Reproduce the listing below in full, substituting "Sample call" for every occurrence of "Example call" and leaving all other text unaltered. Omit the pictures from your reproduction.
· · · ·
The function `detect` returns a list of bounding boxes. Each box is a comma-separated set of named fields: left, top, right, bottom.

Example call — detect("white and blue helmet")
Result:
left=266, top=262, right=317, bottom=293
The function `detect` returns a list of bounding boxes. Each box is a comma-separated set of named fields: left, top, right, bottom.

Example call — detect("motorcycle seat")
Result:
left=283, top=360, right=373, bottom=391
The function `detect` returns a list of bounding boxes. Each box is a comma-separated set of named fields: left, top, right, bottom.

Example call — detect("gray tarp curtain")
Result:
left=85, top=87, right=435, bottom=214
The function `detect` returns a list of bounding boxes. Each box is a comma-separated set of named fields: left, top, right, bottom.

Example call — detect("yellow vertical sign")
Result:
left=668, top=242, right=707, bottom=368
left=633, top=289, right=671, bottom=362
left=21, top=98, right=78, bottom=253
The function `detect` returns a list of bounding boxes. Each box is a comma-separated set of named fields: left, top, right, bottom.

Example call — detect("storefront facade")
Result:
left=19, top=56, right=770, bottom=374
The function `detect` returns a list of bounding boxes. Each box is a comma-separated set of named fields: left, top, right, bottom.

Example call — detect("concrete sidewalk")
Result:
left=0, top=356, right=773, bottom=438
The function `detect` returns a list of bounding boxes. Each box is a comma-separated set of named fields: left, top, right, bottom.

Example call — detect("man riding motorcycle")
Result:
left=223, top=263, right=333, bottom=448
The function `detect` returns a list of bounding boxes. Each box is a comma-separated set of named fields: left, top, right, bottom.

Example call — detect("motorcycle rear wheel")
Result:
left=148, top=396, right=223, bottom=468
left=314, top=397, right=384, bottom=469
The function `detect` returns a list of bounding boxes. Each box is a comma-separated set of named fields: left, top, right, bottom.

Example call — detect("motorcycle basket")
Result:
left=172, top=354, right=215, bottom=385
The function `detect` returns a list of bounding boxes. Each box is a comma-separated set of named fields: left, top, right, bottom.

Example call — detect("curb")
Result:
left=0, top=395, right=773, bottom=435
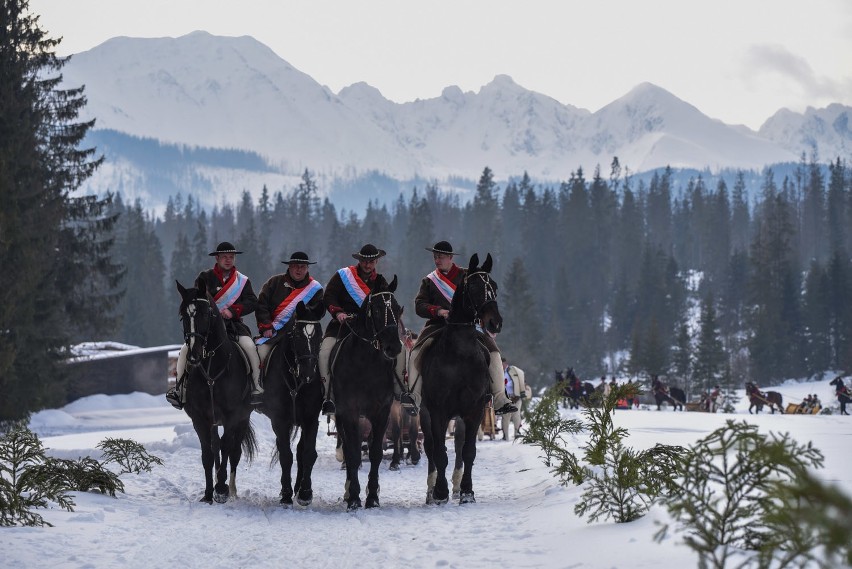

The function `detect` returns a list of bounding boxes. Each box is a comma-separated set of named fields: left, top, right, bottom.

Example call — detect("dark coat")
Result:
left=254, top=273, right=325, bottom=342
left=322, top=271, right=390, bottom=338
left=195, top=265, right=257, bottom=336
· · · ·
> [Output for this task]
The function `detect` returns a list of bounding boxes. Each box is a comma-separated set of named fields: left, top, right, bottom.

Sample call — detect("white and blue helmet")
Result:
left=266, top=262, right=317, bottom=293
The function `detect` returns a list of bounding boxes. Each box is a comma-separated set of named fields: left, top, right, bottom.

Sample call — detect("motorcycle seat")
Result:
left=283, top=360, right=373, bottom=391
The function `detect` returns a list of bounding boxes. Each box is a comma-separated set of named fields: left, top, right, bottom.

Sample call — detect("gray tarp curtain")
Result:
left=85, top=87, right=435, bottom=214
The function `detect` returns a list of bounding boxes. Each box is a comma-separated set of named fields: left, top, right, bottom.

Sample call — detect("yellow vertical sign")
Result:
left=668, top=242, right=707, bottom=368
left=633, top=289, right=671, bottom=362
left=21, top=98, right=78, bottom=253
The function `detect` returns a list of bounding boxes. Each box is a comma-separated set of named fields: left, top, right, bottom.

Sample call — detect("storefront facade")
Result:
left=19, top=56, right=770, bottom=374
The function `detect` returns a list of bounding boxes. Each box is a comma-separated set of named fields: left, top, right, bottom.

Sample call — detect("concrete sidewalk")
Result:
left=0, top=356, right=773, bottom=438
The function `detect` returns a list of bounding boxes. Each box is a comma-separated set of named fields: left, top, right, bottom.

Sample call — detect("man riding motorcycle")
Result:
left=223, top=263, right=333, bottom=448
The function `detect` returns a list of bounding boxes. Each box is a comma-separated set of named fields: left, top, right, bottom.

Sample call — detect("motorcycle rear wheel")
Result:
left=148, top=396, right=223, bottom=468
left=314, top=397, right=384, bottom=469
The function `detect` returns a list of bounding boxes. Each box is a comma-separated set of named fields: left, top, right, bottom.

Sample call — detect("motorcycle basket")
Result:
left=172, top=354, right=215, bottom=385
The function `detect` returns a list of bounding boxes. Each box is a comma-separated set of named fields: left, top, right, bottom.

Sample call — detect("curb")
Result:
left=0, top=395, right=773, bottom=435

The function `detect` returns a list of bounding boxes. Each box is a comma-separated set of named fields: left, top, right, bottom.

Sample call — detect("dark coat")
Result:
left=254, top=273, right=325, bottom=342
left=322, top=271, right=390, bottom=338
left=195, top=265, right=257, bottom=336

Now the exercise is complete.